* **Stated goal**: Beginning at the line that contains "of the person", reproduce every line to the end of the material without changing any of them.

* **Material provided**:
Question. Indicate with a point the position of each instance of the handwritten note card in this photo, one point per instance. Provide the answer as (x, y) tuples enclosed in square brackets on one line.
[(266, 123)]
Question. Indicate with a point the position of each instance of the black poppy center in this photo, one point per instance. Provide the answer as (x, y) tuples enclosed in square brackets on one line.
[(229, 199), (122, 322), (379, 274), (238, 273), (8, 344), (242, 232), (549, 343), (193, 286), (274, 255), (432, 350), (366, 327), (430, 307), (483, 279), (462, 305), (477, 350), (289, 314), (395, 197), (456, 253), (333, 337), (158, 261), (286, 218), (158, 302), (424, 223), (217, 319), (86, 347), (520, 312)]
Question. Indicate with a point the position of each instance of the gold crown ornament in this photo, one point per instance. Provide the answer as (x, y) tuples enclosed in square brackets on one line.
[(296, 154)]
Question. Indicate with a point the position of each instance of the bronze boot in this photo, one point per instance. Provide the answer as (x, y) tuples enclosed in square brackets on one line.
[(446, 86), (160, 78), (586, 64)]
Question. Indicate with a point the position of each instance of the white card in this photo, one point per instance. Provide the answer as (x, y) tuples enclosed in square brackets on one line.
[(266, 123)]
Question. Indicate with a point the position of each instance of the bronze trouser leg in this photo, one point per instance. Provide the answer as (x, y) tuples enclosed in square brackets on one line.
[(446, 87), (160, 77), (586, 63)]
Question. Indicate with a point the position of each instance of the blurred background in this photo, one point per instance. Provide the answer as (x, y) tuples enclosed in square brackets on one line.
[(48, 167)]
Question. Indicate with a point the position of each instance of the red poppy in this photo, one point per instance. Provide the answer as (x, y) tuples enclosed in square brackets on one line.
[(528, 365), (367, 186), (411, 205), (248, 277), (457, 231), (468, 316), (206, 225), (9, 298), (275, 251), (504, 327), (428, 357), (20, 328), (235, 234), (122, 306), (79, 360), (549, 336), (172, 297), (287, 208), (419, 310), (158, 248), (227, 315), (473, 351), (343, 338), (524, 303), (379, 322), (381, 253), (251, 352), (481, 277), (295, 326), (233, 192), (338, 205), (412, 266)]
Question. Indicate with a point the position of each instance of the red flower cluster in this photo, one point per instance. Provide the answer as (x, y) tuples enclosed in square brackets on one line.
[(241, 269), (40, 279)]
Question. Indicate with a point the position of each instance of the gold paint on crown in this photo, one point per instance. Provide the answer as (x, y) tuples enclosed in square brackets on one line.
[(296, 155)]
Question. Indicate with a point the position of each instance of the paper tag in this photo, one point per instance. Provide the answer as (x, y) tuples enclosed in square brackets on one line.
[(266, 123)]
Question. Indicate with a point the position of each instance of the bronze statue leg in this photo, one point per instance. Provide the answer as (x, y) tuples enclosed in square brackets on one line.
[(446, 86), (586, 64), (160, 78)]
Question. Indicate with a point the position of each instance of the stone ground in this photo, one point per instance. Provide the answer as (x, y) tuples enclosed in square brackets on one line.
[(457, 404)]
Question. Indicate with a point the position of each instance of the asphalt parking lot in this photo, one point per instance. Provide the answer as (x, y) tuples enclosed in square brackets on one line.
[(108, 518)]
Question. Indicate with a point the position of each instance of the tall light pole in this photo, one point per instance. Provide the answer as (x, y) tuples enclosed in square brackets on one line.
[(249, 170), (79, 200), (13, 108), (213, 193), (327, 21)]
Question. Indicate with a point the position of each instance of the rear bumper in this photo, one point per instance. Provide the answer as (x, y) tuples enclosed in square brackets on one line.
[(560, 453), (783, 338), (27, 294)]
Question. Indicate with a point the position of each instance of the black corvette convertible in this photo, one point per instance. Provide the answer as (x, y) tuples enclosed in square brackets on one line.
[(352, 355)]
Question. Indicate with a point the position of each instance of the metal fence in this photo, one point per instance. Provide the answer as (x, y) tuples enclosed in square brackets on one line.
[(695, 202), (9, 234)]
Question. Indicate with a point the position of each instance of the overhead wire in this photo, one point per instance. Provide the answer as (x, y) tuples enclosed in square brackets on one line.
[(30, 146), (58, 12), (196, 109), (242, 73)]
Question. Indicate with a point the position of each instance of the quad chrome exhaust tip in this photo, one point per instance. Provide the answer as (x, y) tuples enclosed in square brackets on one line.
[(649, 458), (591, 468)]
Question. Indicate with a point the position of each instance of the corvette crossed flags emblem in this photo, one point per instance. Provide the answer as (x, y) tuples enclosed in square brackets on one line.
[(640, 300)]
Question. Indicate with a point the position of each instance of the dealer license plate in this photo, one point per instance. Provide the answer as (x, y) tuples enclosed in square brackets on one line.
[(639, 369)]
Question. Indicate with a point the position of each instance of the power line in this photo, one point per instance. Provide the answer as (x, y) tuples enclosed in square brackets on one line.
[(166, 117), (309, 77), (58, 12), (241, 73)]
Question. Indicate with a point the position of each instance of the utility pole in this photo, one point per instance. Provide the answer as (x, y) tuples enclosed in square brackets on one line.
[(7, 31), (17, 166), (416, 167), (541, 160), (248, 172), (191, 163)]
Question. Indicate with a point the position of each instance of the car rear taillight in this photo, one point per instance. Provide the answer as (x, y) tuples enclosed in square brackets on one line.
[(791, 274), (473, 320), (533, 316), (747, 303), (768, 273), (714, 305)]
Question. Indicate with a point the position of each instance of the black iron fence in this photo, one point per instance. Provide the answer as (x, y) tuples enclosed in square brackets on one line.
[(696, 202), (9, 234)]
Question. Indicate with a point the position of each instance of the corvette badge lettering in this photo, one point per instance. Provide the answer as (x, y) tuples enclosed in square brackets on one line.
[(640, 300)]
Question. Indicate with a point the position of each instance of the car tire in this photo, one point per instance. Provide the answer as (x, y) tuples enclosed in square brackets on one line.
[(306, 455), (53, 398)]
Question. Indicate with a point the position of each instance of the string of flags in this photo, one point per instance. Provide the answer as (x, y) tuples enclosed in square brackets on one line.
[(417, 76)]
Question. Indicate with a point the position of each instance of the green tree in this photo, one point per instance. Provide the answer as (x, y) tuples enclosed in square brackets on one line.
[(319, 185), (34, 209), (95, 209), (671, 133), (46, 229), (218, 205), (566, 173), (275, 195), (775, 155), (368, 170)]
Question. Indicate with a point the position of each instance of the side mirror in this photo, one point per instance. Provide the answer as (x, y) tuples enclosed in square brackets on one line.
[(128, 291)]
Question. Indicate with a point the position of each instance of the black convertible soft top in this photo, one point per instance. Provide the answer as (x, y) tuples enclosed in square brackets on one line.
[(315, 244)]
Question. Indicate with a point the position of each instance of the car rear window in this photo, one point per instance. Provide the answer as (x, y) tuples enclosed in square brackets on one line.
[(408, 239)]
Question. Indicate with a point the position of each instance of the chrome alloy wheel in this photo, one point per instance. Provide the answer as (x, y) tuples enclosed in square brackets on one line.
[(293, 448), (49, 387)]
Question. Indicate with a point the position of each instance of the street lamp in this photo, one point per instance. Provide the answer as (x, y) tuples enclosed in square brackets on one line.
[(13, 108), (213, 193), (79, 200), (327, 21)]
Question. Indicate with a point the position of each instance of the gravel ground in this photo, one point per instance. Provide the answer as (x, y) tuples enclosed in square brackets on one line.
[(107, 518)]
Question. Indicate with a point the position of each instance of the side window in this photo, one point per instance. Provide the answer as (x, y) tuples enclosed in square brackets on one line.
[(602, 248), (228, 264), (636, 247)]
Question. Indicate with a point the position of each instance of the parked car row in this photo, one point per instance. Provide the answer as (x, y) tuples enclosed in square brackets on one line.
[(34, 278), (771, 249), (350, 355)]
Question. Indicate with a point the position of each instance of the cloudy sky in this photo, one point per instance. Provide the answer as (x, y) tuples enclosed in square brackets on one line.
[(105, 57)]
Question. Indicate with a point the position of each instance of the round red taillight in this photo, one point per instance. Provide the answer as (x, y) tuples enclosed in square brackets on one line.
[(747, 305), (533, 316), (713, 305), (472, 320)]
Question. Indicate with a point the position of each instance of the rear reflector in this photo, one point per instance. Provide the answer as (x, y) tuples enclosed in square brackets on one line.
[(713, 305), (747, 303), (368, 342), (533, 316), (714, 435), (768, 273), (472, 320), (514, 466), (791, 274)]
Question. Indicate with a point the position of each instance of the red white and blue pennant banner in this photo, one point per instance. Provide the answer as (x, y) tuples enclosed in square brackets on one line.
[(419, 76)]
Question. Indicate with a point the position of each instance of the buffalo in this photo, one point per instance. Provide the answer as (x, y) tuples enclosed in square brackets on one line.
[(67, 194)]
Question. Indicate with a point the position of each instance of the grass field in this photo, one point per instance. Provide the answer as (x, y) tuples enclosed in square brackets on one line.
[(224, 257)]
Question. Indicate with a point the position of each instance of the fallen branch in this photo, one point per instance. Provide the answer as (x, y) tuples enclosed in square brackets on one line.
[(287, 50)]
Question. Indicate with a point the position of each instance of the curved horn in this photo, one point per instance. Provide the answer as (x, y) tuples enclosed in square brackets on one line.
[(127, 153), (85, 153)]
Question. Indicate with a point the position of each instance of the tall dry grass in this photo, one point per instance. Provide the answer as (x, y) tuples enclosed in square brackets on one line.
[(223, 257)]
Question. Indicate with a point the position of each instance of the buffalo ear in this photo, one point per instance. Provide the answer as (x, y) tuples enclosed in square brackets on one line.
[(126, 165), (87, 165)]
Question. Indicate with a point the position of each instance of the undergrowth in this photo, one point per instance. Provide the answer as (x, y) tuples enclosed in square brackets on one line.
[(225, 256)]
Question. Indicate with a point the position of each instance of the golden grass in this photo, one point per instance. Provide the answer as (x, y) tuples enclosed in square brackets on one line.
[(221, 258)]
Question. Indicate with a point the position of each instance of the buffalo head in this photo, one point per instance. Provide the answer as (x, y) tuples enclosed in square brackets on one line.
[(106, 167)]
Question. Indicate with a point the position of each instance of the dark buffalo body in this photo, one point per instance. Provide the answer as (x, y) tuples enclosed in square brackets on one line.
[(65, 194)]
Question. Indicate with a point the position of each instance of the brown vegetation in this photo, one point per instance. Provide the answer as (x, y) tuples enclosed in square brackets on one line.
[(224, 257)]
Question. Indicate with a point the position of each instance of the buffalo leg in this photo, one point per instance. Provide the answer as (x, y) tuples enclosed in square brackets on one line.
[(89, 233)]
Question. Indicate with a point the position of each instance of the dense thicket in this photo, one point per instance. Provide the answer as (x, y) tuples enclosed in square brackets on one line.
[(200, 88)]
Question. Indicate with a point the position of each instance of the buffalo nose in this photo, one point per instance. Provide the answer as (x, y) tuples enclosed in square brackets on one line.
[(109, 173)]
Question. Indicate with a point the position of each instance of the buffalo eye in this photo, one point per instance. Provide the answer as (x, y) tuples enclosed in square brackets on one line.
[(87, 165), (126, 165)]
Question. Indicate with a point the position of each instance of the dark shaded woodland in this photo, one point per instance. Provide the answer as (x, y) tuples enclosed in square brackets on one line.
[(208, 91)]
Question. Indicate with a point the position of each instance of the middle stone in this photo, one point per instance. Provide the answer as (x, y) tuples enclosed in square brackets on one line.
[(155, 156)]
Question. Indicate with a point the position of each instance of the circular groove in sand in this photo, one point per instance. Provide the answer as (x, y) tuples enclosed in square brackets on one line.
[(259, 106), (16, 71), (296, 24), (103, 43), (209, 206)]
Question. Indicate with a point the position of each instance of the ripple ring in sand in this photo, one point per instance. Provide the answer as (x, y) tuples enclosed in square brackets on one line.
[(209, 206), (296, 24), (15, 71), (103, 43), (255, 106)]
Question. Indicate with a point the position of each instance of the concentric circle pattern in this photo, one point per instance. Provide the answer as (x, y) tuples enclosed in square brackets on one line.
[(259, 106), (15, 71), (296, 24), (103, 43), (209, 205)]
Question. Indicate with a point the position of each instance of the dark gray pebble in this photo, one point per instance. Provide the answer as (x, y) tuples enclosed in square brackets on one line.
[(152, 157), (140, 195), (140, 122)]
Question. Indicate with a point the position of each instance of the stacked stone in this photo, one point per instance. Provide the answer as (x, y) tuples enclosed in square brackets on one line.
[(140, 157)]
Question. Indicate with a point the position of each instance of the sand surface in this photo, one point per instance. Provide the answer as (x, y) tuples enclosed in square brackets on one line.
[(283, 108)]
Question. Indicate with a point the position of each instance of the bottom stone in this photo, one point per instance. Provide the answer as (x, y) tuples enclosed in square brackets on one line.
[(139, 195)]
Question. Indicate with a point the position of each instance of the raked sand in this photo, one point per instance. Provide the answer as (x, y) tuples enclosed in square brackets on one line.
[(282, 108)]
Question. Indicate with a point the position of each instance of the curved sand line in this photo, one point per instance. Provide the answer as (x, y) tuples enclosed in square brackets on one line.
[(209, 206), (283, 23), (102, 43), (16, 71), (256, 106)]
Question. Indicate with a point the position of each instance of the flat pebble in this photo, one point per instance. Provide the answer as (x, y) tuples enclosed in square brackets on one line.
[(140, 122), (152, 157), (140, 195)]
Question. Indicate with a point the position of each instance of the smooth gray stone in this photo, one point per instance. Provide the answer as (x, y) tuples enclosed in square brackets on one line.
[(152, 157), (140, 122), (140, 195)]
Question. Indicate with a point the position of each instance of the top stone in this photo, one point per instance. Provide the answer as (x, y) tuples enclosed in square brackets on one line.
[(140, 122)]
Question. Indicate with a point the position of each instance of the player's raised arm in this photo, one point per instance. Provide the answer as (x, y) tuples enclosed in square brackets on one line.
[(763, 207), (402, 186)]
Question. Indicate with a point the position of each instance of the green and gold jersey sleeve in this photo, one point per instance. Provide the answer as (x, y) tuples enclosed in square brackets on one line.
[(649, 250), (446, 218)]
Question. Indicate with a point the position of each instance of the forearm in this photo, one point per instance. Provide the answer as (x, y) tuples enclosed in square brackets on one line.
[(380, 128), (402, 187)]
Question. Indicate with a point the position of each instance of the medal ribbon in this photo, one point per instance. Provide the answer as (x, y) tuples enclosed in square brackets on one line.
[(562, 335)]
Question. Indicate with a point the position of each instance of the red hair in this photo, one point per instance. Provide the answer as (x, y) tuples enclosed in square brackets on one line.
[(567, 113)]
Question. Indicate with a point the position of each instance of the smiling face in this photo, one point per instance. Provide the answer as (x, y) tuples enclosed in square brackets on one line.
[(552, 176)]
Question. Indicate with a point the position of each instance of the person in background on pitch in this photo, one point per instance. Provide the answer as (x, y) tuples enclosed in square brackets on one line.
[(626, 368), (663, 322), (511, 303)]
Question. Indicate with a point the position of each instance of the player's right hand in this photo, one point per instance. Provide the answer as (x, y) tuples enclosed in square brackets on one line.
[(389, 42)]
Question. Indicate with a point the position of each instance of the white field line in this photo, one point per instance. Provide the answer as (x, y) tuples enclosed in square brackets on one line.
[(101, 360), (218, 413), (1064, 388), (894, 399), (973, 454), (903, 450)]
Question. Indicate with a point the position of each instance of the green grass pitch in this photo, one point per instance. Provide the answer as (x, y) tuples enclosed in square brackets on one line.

* **Written response**:
Question. Indicate with a point the position of each instance of the person in background on pitch in this photo, one point per instance. Provide the answer as (x, y) tuples enclosed in square brackets on one line.
[(626, 368), (663, 322), (511, 303)]
Question. Indicate with a point the position of each instance of the player's right hand in this photo, one point per instance. Provide the answer as (x, y) tuples enclosed in square brackets on one line.
[(389, 42)]
Question. Indicate with a point the position of each instance of the white field line in this photo, one point per instance. Provide the answer as (x, y) tuples enclosed in square brackets on one line.
[(101, 360), (218, 413), (1064, 388), (894, 399), (973, 454), (903, 450)]
Question. Indicate with a point the position of each instance of the green grass pitch in this photo, one point per instance. Provide the answer as (x, y) tuples enclosed in square brackets on one line.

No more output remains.